Dudette, I know what you mean in that I have no idea what goes through some of their minds.  My wife had been abused by her second boyfriend.  They started dating in school, and dated through her first years in college.  We've talked about it, and she said it wasn't as bad as many others, but something tells me she downplays it from what she has let slip and what friends have said before.

And you know, I always wondered if it was just the environment and experiences that cultivate that mentality.  My wife is tall and very, well, has an hour glass figure that might put Christina Hendricks to shame, but has been that way since she was about 12 or 13; an early bloomer.  She also grew up in a super religious, conservative family who did shelter her from most television and music.  They're good people and meant well, just sheltered a bit too much, and you can only shelter until they grow up.  So her self consciousness and highly religious upbringing, coupled with the fact that her first boyfriend came from a very traditional Korean family, where his mother was born and raised in Korea, and was very much about women "knowing their place"... I can see that once they had broken up, she had a sense of mind, which she recognizes and admits now, that she was inferior and deserved what she got, even though that's completely outrageous.  Her second boyfriend was just a pure, male chauvinistic douche who was completely jealous of all the attention she got (not only was she a tall, redheaded bomb shell, but she was super outgoing and nice too, wanted to be everyone's friend) and well, took out all of his rage on her.

• _Exercise objective_
Reproduce the forum post word for word, beginning at the words "Dudette, I know" and stopping after "have said before.". The data that follows comes from a separate source and is unrelated to the forum post.

• _Information shown_
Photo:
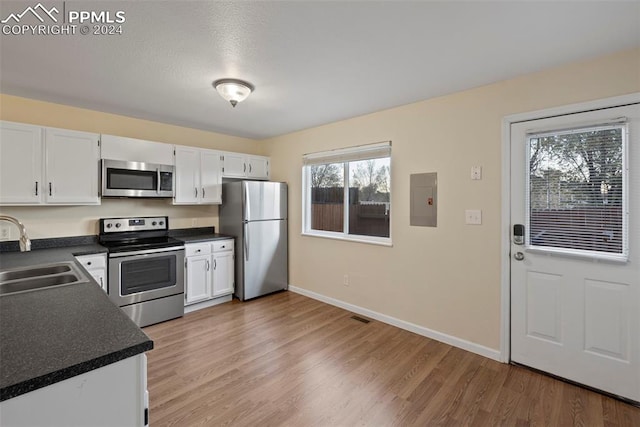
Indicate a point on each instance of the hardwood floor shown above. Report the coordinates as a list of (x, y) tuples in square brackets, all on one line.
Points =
[(289, 360)]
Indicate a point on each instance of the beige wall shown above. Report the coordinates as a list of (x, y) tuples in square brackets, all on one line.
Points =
[(45, 221), (446, 278)]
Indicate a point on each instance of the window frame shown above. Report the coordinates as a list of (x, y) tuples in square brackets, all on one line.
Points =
[(623, 256), (357, 153)]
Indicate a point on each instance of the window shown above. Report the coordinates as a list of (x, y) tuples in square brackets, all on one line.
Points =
[(347, 193), (577, 191)]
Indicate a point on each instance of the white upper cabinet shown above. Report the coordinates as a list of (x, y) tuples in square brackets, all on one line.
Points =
[(21, 148), (198, 176), (136, 150), (234, 165), (187, 175), (48, 166), (71, 166), (210, 177), (237, 165), (258, 167)]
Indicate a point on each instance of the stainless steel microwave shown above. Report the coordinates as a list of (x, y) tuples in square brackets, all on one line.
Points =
[(136, 179)]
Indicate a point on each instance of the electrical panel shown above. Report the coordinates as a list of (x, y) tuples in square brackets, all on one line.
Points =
[(424, 199)]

• _Task response_
Dudette, I know what you mean in that I have no idea what goes through some of their minds.  My wife had been abused by her second boyfriend.  They started dating in school, and dated through her first years in college.  We've talked about it, and she said it wasn't as bad as many others, but something tells me she downplays it from what she has let slip and what friends have said before.